### TASK INSTRUCTIONS
(A) Reproduce the glaucoma study excerpt from "In conclusion, this" to "to other populations.".
(B) According to the glaucoma study excerpt, what ancestry did all participants share?

### PROVIDED PASSAGE
──────
The strength of this study was that it was based on a large population that had been evaluated over a long period. This study, however, had several limitations, including its retrospective study design and potential selection bias, which may have been caused by the exclusion of some eyes with missing data during processing. In addition, this study was performed to determine the risk factors affecting rapid RNFL thinning within a limited cohort of selected glaucoma patients. Therefore, the results of the study should be validated by further experiments based on a larger database of a prospective study. Another limitation was that all participants were of South Korean ancestry; thus, these results may not be applicable to all ethnic populations. Larger, longer, prospective multicenter longitudinal studies including patients of different ethnic groups are required to confirm these findings.
In conclusion, this study identified some blood test results associated with long-term progressive RNFL thinning in patients with POAG. Identifying a systemic factor prognostic for faster glaucoma progression may enable clinicians to take steps to retard progression in patients predicted to progress despite IOP control. The machine learning approach used in the present study should be considered in any future attempt to discover new risk factors associated with glaucoma and to potentially test whether the systemic factors found in this study could be generalized to other populations.
──────
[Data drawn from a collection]
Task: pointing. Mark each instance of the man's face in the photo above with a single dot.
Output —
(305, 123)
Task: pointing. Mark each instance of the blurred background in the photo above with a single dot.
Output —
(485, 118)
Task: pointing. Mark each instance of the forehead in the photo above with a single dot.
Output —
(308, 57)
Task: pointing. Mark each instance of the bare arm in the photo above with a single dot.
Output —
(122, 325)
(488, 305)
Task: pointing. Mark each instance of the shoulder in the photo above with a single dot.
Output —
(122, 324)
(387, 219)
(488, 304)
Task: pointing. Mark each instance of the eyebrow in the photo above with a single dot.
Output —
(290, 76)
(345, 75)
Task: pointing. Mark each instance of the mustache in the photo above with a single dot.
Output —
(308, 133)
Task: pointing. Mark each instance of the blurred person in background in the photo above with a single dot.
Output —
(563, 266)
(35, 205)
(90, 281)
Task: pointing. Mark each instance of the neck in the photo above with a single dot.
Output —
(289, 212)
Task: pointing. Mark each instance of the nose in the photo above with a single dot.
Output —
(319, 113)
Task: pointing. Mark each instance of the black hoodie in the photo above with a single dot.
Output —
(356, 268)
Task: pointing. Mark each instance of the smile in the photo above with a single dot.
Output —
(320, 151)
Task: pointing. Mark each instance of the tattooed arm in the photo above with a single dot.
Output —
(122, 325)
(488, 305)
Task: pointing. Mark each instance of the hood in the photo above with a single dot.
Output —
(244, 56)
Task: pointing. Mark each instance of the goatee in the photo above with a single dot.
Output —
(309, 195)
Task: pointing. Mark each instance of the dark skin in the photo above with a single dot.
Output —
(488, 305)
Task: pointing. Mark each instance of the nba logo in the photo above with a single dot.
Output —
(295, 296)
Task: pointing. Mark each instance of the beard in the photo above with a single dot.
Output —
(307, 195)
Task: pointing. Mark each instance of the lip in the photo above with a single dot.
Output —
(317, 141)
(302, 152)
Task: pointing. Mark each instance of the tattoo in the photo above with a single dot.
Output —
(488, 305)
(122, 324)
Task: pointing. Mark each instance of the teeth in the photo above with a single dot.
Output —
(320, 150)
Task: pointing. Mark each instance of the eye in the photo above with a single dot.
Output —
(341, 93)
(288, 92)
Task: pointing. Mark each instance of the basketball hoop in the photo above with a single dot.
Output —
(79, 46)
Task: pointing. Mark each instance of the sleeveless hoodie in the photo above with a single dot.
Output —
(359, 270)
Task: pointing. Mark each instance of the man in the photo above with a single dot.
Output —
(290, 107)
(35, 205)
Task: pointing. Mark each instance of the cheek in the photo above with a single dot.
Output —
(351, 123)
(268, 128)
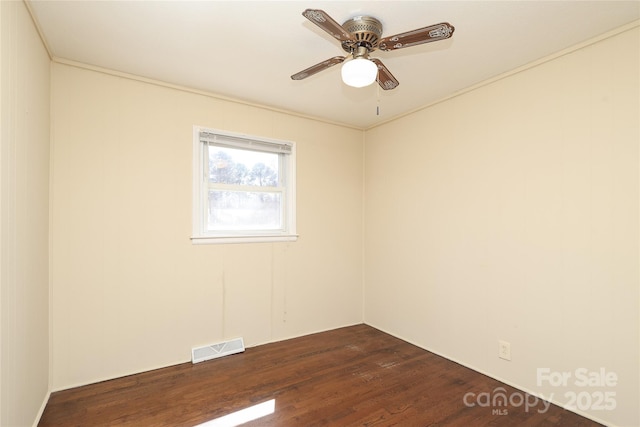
──────
### RESPONSES PER TASK
(A)
In conclusion, this study identified some blood test results associated with long-term progressive RNFL thinning in patients with POAG. Identifying a systemic factor prognostic for faster glaucoma progression may enable clinicians to take steps to retard progression in patients predicted to progress despite IOP control. The machine learning approach used in the present study should be considered in any future attempt to discover new risk factors associated with glaucoma and to potentially test whether the systemic factors found in this study could be generalized to other populations.

(B) South Korean ancestry.